--- EXERCISES TO COMPLETE ---
a: Which people are named in the Michiana Chronicles commentary?
b: In the Michiana Chronicles commentary, copy word for word everything from "Nobody’s getting rich" down to "radio station maintenance.".

Michiana Chronicles: Victims Of Our Own Success

Mar 4, 2021

Nobody’s getting rich working at WVPE. But, we have the satisfaction of knowing that our work matters.

Maybe we are victims of our own success. We are trying to not be noticed being noticed. We are trying to be noticed by not being noticed, “ motionless in time / As the moon climbs, ” like a good poem, according to Archibald Macleish. Zen and the art of radio station maintenance.

The station, that’s what I call it, the station, WVPE. That’s what I’m talking about. Our success can be measured by the degree to which you, the listeners, take us for granted. Maybe we are victims of our own success.

It’s been a year since covid hit. March 6 is my brother’s birthday and that Friday was what turned out to be the last New Prairie retired teacher breakfast, so I remember the day. That was the day the first case was reported in Indiana, in Indianapolis, and the day Governor Eric Holcomb declared a health emergency. The next day Judy and I took a hike at the Indiana Dunes Lakeshore and then we watched the Adams-Culver Military basketball sectional game at a packed gym in LaPorte from behind the Adams bench. The last weekend of normalcy.

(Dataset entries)

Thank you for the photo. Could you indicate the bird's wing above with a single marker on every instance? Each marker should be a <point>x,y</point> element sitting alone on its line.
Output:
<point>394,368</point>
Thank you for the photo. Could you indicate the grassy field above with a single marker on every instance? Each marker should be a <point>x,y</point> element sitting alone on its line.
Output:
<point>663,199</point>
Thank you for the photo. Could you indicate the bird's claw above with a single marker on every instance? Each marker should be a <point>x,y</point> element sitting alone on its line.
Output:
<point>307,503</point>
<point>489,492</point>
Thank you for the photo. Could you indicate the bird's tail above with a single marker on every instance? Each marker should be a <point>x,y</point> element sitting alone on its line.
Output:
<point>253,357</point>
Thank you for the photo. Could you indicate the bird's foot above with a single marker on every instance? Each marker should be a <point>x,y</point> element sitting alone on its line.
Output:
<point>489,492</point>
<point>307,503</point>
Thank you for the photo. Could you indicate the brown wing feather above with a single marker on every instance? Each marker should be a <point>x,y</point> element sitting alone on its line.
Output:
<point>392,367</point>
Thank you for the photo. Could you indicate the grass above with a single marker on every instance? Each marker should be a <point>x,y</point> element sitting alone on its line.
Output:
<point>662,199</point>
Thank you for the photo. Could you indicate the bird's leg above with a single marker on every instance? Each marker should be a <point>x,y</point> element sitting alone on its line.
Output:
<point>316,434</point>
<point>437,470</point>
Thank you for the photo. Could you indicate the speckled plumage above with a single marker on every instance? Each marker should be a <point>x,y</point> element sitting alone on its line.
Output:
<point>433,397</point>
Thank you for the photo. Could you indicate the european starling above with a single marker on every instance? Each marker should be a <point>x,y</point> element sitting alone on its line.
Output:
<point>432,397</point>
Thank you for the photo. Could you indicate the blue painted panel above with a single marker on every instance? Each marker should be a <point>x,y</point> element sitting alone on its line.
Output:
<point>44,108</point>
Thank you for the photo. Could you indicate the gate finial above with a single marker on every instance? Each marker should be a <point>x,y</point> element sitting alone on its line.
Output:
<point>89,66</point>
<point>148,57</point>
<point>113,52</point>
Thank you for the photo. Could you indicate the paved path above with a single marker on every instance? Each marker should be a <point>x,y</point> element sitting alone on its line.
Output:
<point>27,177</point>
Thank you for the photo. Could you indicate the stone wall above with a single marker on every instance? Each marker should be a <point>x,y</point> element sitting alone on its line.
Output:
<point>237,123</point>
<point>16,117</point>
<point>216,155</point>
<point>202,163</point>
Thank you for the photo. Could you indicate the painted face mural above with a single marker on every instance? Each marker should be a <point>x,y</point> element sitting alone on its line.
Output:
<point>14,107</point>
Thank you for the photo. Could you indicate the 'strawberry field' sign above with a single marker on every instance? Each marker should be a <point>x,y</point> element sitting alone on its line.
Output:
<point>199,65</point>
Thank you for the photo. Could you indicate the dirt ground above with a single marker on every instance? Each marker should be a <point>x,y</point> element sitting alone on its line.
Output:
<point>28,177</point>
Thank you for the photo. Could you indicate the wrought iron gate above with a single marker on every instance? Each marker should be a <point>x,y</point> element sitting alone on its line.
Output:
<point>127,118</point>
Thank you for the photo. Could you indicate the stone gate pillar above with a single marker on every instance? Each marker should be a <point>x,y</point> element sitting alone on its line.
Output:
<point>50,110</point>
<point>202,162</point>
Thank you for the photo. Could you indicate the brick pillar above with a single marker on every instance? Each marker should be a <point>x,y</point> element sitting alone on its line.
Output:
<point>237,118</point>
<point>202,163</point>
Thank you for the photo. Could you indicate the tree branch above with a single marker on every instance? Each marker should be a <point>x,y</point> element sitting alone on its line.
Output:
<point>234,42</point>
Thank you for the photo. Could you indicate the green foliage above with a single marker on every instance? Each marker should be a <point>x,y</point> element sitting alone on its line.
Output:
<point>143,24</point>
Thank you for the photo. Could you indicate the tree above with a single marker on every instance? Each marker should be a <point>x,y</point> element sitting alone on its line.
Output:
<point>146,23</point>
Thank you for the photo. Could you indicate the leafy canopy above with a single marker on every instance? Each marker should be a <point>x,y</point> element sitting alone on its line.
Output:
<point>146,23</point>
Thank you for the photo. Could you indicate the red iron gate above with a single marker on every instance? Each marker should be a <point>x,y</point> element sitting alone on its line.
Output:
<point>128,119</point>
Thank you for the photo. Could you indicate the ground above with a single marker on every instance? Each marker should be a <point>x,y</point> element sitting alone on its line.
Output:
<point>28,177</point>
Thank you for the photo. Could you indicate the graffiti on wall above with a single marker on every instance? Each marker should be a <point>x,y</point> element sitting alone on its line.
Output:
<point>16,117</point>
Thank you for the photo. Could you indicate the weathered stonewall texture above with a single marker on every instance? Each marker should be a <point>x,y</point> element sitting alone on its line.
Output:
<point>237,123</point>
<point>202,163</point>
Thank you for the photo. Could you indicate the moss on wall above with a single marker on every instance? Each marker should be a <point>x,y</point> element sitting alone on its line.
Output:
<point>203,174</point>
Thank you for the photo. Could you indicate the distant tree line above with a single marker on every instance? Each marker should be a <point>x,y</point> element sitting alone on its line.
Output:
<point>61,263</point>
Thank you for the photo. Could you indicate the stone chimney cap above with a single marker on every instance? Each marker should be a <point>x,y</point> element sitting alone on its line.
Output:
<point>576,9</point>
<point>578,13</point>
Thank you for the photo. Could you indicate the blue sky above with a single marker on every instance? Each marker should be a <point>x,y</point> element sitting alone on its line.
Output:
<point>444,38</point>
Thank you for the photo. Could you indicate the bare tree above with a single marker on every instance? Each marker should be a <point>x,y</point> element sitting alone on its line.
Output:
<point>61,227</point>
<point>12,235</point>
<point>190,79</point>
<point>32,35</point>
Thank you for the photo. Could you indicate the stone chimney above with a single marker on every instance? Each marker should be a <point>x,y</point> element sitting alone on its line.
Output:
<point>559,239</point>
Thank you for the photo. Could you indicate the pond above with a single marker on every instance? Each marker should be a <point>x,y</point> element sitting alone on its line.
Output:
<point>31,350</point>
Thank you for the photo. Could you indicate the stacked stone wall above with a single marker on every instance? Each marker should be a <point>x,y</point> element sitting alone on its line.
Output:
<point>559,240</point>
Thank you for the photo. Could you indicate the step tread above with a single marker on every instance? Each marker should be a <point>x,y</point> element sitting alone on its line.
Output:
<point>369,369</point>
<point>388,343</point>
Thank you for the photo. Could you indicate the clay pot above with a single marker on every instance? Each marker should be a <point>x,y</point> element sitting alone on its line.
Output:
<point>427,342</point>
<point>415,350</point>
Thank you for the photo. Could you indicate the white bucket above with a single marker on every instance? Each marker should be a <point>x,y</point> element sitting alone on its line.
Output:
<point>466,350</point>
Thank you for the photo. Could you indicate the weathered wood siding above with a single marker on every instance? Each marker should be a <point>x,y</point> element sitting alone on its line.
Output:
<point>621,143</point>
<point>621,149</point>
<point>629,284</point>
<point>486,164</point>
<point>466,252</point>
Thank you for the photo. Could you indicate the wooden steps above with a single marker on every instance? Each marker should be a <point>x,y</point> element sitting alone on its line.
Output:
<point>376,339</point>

--- LIST OF ANSWERS ---
a: Archibald Macleish, Eric Holcomb, Judy

b:
Nobody’s getting rich working at WVPE. But, we have the satisfaction of knowing that our work matters.

Maybe we are victims of our own success. We are trying to not be noticed being noticed. We are trying to be noticed by not being noticed, “ motionless in time / As the moon climbs, ” like a good poem, according to Archibald Macleish. Zen and the art of radio station maintenance.